▶ [TASK STATEMENT]: Restate only the tail of the data below, starting at the line that contains "trim, that would be wonderful." and including the last line, word for word.
(Beginning of DATASET)
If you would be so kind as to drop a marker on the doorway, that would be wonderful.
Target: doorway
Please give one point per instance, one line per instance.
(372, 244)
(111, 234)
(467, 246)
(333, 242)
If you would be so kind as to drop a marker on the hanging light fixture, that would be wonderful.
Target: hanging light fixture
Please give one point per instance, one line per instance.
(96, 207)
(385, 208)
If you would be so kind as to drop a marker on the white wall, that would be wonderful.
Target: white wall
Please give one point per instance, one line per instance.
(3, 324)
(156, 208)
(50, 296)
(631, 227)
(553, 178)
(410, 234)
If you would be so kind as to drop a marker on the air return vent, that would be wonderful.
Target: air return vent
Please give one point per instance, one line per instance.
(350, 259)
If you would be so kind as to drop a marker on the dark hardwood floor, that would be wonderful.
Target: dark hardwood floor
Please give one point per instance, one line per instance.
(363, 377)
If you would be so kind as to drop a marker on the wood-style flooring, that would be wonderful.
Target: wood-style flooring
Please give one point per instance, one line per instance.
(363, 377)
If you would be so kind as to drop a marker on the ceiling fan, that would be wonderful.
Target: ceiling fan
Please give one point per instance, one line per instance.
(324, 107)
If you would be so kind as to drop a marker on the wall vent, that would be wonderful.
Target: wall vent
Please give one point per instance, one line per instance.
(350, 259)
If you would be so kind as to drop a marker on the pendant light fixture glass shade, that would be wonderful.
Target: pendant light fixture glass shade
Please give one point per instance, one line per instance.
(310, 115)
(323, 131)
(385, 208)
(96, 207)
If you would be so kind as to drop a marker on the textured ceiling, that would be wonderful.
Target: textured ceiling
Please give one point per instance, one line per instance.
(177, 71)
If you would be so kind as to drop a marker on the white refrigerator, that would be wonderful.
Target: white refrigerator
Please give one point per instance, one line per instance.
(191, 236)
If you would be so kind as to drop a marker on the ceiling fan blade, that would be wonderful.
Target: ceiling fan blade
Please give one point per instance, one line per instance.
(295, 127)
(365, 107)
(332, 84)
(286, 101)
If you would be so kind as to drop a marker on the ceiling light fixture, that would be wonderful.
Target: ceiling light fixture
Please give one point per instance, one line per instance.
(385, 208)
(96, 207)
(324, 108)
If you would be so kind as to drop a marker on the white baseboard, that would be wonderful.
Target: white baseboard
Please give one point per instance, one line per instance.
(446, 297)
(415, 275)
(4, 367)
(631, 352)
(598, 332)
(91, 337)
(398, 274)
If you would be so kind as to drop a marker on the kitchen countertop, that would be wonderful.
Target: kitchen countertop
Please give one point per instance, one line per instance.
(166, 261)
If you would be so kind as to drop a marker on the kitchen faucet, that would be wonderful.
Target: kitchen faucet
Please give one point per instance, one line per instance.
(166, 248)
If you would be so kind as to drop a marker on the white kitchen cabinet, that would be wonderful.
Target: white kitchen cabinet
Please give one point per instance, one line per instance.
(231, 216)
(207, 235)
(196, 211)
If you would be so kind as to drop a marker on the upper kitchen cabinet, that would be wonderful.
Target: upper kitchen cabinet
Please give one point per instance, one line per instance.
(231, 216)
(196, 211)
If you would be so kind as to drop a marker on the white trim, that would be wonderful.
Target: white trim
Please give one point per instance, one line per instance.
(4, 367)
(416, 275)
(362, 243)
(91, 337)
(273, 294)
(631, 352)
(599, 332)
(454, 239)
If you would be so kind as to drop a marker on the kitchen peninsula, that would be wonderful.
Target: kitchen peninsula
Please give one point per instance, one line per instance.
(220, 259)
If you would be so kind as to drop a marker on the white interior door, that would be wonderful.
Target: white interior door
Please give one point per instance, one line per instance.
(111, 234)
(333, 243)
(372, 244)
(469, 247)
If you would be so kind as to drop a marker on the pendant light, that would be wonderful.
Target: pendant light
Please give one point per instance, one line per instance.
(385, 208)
(End of DATASET)
▶ [PROBLEM SOLUTION]:
If you would be so kind as to drop a marker on the white trim, that would be wonderful.
Target: white trim
Please give one point per instance, one line per instance.
(4, 367)
(416, 275)
(362, 243)
(91, 337)
(273, 294)
(631, 352)
(599, 332)
(454, 239)
If you would be so kind as to drop a marker on the kitchen peninsula, that would be wonderful.
Target: kitchen peninsula
Please give one point per instance, one line per instance.
(220, 259)
If you would be so kind as to drop a marker on the white interior door, that would be wonderful.
Target: white interior door
Please give one point per instance, one line per instance.
(111, 234)
(333, 243)
(372, 244)
(469, 247)
If you would be so kind as to drop a marker on the pendant light, that would be wonderful.
Target: pendant light
Please give one point per instance, one line per instance.
(385, 208)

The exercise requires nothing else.